Directions for this task: Restate the records word for word, omitting nothing.

The data:
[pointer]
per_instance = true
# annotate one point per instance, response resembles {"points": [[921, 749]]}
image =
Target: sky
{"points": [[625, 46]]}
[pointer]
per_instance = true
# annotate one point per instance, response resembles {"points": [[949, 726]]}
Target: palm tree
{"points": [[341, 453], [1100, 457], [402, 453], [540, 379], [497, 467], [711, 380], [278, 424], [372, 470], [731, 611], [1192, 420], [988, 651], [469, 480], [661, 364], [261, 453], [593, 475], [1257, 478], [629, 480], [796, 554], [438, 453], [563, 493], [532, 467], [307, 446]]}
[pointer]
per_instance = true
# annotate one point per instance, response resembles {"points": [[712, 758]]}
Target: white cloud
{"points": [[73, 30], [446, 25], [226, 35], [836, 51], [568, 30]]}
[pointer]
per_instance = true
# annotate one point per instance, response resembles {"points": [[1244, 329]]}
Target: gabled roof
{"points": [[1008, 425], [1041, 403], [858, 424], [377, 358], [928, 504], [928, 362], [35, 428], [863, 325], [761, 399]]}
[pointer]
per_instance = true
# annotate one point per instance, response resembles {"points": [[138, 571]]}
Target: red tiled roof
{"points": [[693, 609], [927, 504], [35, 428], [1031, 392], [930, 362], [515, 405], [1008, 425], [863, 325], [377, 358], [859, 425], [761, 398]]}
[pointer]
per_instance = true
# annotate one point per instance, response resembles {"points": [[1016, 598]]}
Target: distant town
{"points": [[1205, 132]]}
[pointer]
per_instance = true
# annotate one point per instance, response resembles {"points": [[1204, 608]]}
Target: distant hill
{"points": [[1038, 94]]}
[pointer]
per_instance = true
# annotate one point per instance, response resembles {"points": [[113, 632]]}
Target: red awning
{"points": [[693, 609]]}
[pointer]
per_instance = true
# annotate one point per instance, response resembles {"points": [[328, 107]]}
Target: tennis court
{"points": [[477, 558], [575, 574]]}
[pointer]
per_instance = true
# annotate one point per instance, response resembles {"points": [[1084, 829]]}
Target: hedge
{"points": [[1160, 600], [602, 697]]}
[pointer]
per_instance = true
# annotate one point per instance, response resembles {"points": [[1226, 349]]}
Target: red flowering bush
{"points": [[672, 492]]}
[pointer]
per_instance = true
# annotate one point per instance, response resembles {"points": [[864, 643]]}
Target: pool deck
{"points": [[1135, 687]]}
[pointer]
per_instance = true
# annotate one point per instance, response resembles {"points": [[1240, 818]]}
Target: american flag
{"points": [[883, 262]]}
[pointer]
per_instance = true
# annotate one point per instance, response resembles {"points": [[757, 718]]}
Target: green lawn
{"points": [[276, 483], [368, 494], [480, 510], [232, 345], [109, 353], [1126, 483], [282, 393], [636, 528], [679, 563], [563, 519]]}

Output below:
[pointer]
per_instance = true
# annotate one point per instance, response resembles {"points": [[921, 749]]}
image =
Target: sky
{"points": [[625, 46]]}
[pointer]
per_instance = true
# annotate one point per instance, response resembles {"points": [[949, 726]]}
Target: palm tree
{"points": [[341, 453], [1100, 457], [402, 453], [540, 379], [497, 467], [711, 380], [278, 424], [372, 470], [731, 611], [1192, 420], [988, 651], [469, 480], [661, 364], [261, 453], [593, 475], [1257, 478], [629, 480], [796, 554], [438, 453], [563, 493], [532, 467], [307, 446]]}
[pointer]
per_instance = true
# annotate one point per instance, response resembles {"points": [[712, 758]]}
Target: white cloud
{"points": [[73, 30], [446, 25], [226, 35], [836, 51], [568, 30]]}
[pointer]
per_instance = true
# annotate one point per instance, response resembles {"points": [[1244, 329]]}
Target: gabled roof
{"points": [[1008, 425], [1041, 403], [858, 424], [377, 358], [928, 504], [928, 362], [35, 428], [863, 325], [761, 399]]}
[pointer]
per_instance = true
# annotate one point per instance, response resembles {"points": [[138, 571]]}
Target: red tiled roof
{"points": [[693, 609], [927, 504], [35, 428], [1031, 392], [930, 362], [515, 405], [1008, 425], [863, 325], [377, 358], [859, 425], [761, 398]]}
[pointer]
per_instance = true
# annotate one point per instance, response resembles {"points": [[1016, 598]]}
Target: distant town
{"points": [[1205, 132]]}
[pointer]
per_instance = true
# annotate one point per instance, response resembles {"points": [[1204, 608]]}
Target: distant hill
{"points": [[1038, 94]]}
[pointer]
per_instance = true
# annotate one point per instance, response resembles {"points": [[113, 632]]}
Target: red awning
{"points": [[693, 609]]}
[pointer]
per_instance = true
# annotate one point per instance, response resembles {"points": [[328, 107]]}
Target: tennis court
{"points": [[477, 558], [575, 574]]}
[pointer]
per_instance = true
# annotate one point per instance, response resembles {"points": [[1084, 829]]}
Target: hedge
{"points": [[1160, 600], [602, 697]]}
[pointer]
per_instance = true
# annotate one point per instance, response resembles {"points": [[1226, 349]]}
Target: red flowering bush
{"points": [[672, 492]]}
[pointer]
per_instance = true
# annotate one point per instance, response resembles {"points": [[864, 643]]}
Target: pool deck
{"points": [[1135, 687]]}
[pointer]
per_instance = true
# annotate one point per instance, response resembles {"points": [[1240, 818]]}
Target: american flag
{"points": [[883, 262]]}
[pointer]
per_instance = true
# annotate one point per instance, response resembles {"points": [[757, 718]]}
Target: green lawn
{"points": [[276, 483], [368, 494], [480, 510], [232, 345], [109, 353], [1126, 483], [282, 393], [636, 528], [679, 563], [563, 519]]}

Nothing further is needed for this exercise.